Esercizio => Raccogli tutte le righe delle voci qui sotto in cui compare la parola "statue" e ricopiale senza modifiche.

Dati dell'esercizio =>
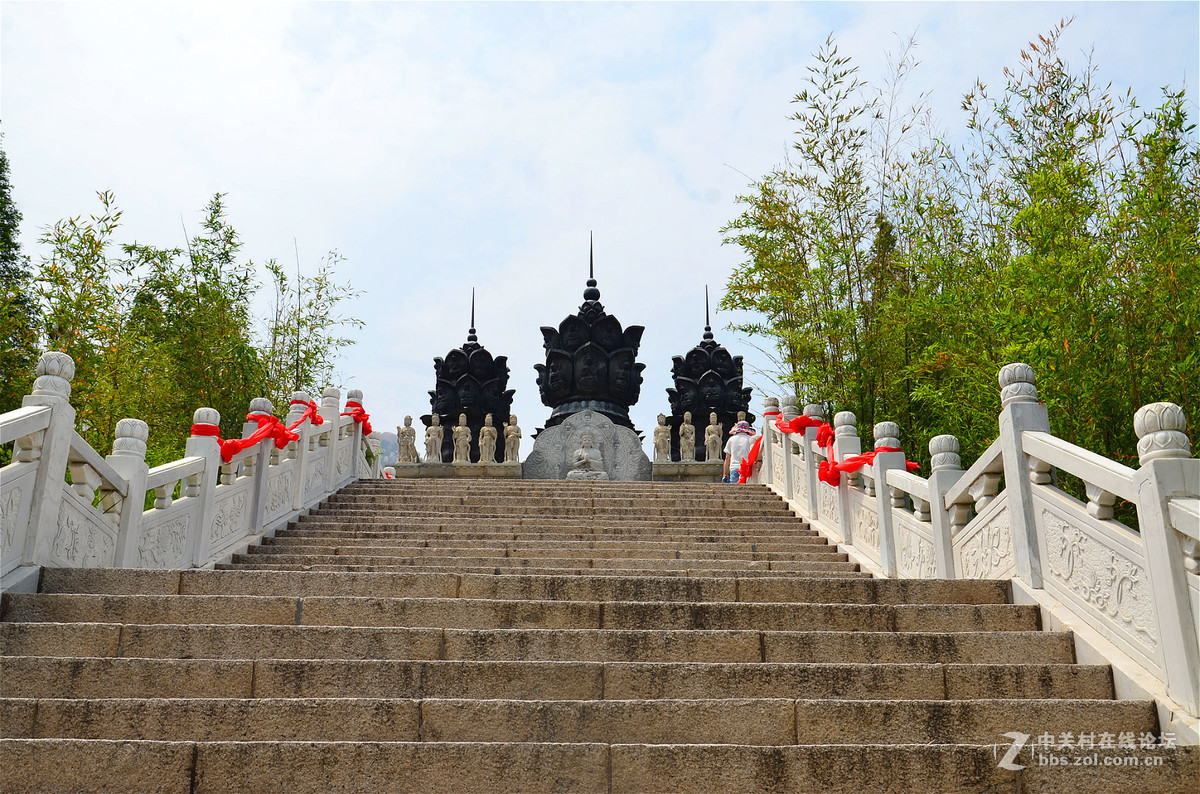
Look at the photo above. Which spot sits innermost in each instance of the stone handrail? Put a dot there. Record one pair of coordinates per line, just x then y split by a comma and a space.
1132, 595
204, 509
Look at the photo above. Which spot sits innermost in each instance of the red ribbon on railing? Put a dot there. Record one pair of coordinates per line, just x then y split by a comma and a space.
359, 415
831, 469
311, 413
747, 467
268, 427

==

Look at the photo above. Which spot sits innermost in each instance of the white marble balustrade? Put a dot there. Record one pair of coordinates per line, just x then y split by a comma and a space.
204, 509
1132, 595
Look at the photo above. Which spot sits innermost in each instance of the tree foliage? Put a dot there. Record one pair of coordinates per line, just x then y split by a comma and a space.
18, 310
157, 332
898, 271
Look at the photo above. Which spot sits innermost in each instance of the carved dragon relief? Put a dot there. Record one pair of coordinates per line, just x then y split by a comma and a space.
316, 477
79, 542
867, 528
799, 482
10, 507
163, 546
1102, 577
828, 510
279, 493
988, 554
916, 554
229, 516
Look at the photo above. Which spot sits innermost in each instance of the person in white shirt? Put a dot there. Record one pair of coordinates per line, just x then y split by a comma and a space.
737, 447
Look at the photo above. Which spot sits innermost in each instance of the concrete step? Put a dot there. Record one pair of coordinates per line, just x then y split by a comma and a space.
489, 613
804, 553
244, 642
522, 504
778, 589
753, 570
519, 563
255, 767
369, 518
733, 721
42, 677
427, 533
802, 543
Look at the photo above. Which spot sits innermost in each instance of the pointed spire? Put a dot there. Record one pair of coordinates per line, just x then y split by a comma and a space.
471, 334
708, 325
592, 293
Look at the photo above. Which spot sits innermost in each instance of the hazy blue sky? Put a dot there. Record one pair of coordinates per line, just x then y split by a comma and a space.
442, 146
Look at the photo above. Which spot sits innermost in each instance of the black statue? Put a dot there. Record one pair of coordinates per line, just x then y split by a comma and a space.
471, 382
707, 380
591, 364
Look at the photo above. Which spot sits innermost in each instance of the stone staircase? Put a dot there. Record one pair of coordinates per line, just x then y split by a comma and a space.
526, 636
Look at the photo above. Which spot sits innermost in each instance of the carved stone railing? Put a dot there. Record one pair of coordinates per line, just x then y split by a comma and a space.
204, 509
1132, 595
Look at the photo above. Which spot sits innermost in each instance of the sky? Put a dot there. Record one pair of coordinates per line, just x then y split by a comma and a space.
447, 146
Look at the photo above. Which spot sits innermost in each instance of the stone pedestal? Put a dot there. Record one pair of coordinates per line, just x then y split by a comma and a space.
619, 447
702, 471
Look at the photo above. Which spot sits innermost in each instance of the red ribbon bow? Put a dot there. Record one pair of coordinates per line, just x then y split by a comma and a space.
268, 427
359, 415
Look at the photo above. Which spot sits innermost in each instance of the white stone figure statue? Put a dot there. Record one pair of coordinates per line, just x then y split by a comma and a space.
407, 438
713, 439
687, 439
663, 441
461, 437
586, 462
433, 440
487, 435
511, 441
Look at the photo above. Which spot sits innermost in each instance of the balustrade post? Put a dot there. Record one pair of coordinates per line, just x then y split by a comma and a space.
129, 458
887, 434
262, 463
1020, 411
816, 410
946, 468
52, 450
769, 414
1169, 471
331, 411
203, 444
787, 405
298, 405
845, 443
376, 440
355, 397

Risultato dell'esercizio =>
Look at the photo above. Which spot sits innermost in each instance of the black statue? Put a dot there. Record one pair of coordinates per line, just x then y split by a comma and a space.
Look at the photo above. Which spot sits innermost in each instance of the white stone figure statue? Put a dot there. Record one pair of coordinates per line, just x then y split by a comma and a space.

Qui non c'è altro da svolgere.